Point labeling dataset excerpts:
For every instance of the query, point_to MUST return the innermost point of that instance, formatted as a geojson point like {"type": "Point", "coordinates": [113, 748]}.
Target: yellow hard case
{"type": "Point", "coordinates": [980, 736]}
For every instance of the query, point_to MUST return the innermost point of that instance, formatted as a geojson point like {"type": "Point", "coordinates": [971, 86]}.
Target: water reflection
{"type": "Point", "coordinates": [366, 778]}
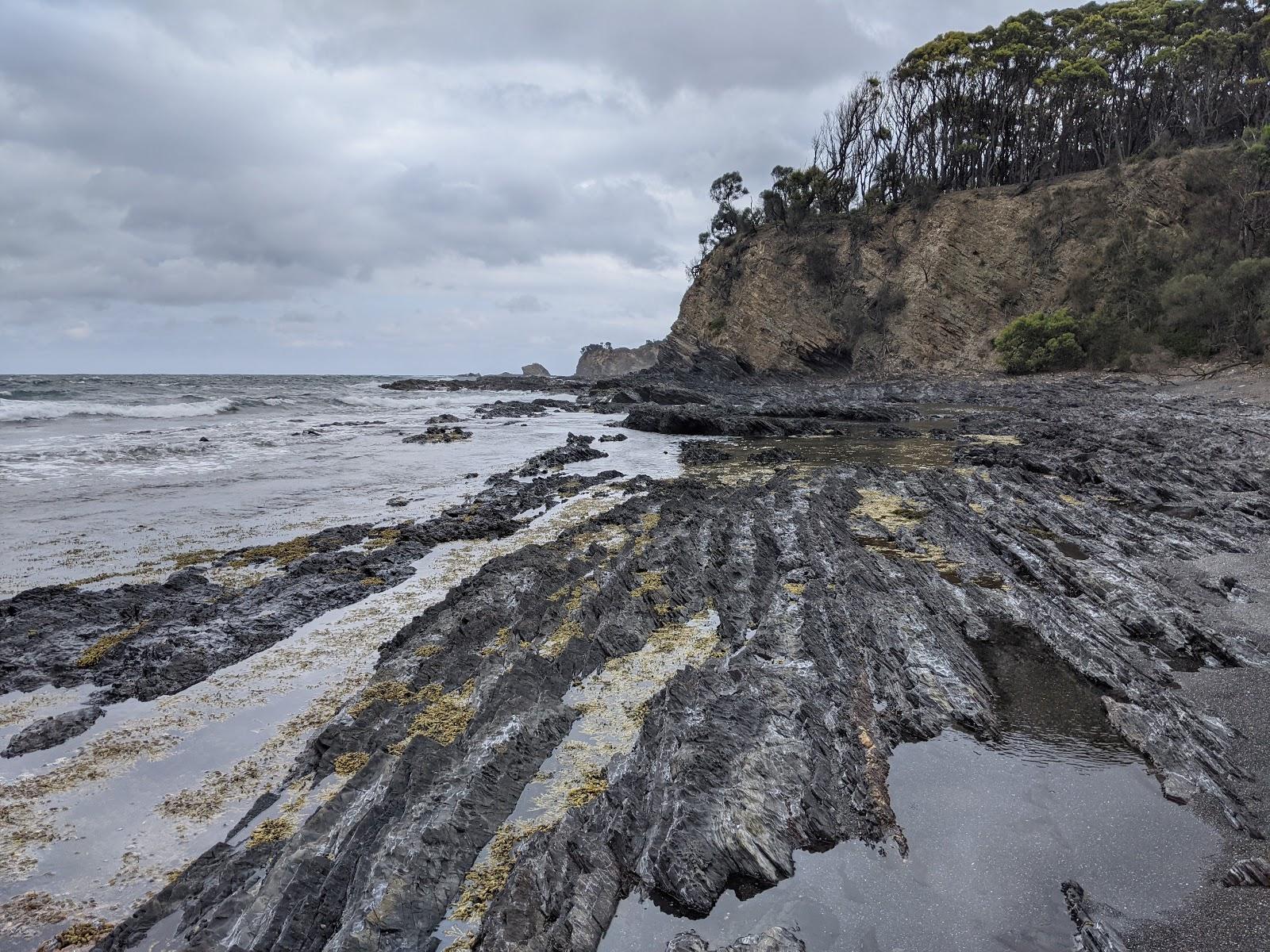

Problem requirements: Could you switch every "innermost point" in the records to "central point" and write the lines out again with nothing else changed? Leave the pictures out.

Solution for this problem:
For every instance of the query, point_to MUST return the central point of that instance, formatted as a geojson point like {"type": "Point", "coordinates": [113, 748]}.
Target: yellow hard case
{"type": "Point", "coordinates": [980, 736]}
For every instance of the query, point_to MUST return the central point of that instance, formatted as a geojson point like {"type": "Point", "coordinates": [971, 86]}.
Target: water reflection
{"type": "Point", "coordinates": [366, 778]}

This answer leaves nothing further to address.